(To do)
Print, exactly as written, every line from the first line of the records below through the line containing "the dark sea", and nothing further.

Data excerpts:

--------------------

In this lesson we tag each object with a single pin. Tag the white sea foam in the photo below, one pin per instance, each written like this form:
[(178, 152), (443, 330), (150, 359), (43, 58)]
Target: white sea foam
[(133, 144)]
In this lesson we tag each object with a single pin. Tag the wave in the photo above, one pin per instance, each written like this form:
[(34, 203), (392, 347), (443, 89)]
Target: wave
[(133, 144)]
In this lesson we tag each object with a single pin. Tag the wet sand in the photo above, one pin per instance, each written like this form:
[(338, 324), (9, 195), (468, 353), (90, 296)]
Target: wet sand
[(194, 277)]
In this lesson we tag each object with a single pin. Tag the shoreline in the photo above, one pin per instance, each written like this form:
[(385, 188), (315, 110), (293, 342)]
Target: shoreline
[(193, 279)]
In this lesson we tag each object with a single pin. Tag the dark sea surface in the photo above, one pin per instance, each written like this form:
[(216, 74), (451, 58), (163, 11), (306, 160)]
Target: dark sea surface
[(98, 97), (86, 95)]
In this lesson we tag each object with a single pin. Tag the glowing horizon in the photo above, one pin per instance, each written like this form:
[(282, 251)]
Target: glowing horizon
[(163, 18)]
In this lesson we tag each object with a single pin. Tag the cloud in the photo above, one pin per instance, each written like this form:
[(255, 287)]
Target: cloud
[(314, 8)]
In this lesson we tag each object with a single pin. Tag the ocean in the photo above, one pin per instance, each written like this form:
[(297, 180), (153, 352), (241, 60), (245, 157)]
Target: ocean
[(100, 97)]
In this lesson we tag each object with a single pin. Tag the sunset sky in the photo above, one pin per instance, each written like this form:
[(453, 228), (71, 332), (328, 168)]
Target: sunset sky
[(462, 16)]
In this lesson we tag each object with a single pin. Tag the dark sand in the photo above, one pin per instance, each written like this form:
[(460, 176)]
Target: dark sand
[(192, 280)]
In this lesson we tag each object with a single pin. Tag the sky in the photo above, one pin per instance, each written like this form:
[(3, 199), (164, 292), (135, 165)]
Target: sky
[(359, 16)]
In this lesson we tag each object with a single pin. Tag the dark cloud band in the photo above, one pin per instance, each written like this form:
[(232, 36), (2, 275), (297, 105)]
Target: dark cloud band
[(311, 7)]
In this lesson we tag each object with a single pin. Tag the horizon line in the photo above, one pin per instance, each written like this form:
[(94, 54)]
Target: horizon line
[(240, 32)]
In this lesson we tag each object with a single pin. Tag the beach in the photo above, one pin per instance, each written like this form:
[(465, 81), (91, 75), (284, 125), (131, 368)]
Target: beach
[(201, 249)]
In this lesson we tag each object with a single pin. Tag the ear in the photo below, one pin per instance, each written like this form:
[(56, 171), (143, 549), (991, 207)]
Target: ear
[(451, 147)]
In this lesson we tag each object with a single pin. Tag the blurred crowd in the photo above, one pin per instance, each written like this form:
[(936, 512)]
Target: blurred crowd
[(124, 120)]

--------------------

(Written solution)
In this lesson we tag each object with a single pin. Tag the white sea foam in the photo below, one pin per instance, each written like this form:
[(178, 152), (443, 330), (150, 359), (43, 58)]
Target: white sea foam
[(133, 144)]
In this lesson we tag each object with a single pin. Tag the wave in the photo above, one pin per instance, each written like this form:
[(34, 203), (392, 347), (443, 89)]
Target: wave
[(133, 144)]
In this lesson we tag each object with a single pin. Tag the wet sand in the photo above, one pin per instance, each written like this form:
[(338, 324), (9, 195), (468, 353), (90, 296)]
Target: wet sand
[(194, 277)]
In this lesson we tag each object with a single pin. Tag the shoreline in the photo above, one pin per instance, each written like this form:
[(385, 188), (315, 110), (293, 342)]
Target: shoreline
[(193, 279)]
In this lesson we tag each object with a single pin. Tag the dark sea surface in the photo above, one pin per instance, each written like this form:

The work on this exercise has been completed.